Coordinate annotation rows:
+===+

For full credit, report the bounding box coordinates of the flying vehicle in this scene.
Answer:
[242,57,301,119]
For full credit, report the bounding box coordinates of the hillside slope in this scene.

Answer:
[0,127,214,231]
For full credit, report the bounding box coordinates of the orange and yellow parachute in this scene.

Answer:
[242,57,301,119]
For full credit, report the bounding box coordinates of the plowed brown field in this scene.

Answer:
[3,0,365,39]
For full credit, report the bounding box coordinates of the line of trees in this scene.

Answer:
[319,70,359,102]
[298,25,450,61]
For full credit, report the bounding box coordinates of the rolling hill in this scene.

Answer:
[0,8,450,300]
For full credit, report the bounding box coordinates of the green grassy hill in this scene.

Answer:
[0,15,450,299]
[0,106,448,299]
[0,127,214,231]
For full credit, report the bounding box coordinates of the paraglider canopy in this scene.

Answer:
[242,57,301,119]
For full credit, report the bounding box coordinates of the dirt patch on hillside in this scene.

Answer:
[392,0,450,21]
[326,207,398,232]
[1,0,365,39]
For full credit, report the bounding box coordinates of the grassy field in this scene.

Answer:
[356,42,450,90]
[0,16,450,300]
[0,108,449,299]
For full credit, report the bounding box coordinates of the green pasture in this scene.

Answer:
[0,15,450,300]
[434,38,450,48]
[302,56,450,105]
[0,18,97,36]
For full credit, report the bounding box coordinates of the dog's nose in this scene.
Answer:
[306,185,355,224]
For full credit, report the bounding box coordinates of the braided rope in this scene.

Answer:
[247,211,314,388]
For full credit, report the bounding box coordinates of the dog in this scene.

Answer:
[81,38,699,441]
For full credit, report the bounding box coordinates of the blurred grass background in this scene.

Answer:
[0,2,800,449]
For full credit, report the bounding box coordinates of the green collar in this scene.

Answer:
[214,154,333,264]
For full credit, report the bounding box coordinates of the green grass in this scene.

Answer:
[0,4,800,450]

+===+

> _TASK DIRECTIONS_: Copy every one of the rows above word for word.

> _WRITTEN ANSWER_:
For full credit, report the bounding box coordinates of the flying vehicle in this scene.
Answer:
[242,57,301,119]
For full credit, report the bounding box coordinates of the hillside slope in this scene.

Answer:
[0,127,214,231]
For full credit, report the bounding box coordinates of the orange and yellow parachute in this scene.

Answer:
[242,57,301,119]
For full credit, report the bounding box coordinates of the plowed brown field in this scene.

Answer:
[3,0,365,39]
For full credit, report the bounding box coordinates of the line of trees in this scene.

Answer:
[319,70,359,102]
[298,25,450,61]
For full credit, report the bounding box coordinates of the rolling hill in this scene.

Answer:
[0,8,450,300]
For full credit, report the bounding box coordinates of the green grassy hill in this scene.

Answer:
[0,15,450,299]
[0,106,448,299]
[0,127,214,231]
For full credit, report the bounding box coordinates of the paraglider canopy in this scene.

Answer:
[242,57,301,119]
For full credit, report the bounding box coordinates of the dirt patch on hillside in this scene.

Answer:
[392,0,450,21]
[326,207,398,232]
[1,0,365,39]
For full credit, report the bounding box coordinates of the grassy field in this scene.

Answer:
[356,42,450,90]
[0,16,450,300]
[0,108,449,299]
For full credit, report the bounding box coordinates of the green pasture in this scene.

Answer:
[0,15,450,300]
[434,38,450,48]
[302,56,450,105]
[0,18,97,36]
For full credit, report the bounding box coordinates of the dog's nose in this scene.
Answer:
[306,185,355,224]
For full credit, report the bounding box coordinates of the braided rope in this scene.

Answer:
[247,211,314,388]
For full credit, report the bounding box coordinates of the dog in this scene.

Answer:
[81,38,699,441]
For full credit, report the bounding box coordinates of the blurred grass background in this scene.

Answer:
[0,2,800,449]
For full credit, report the bounding box coordinates of the green collar in this scene.

Answer:
[214,154,333,264]
For full credit, report the bounding box coordinates of the green grass in this scene.

Answer:
[0,4,800,450]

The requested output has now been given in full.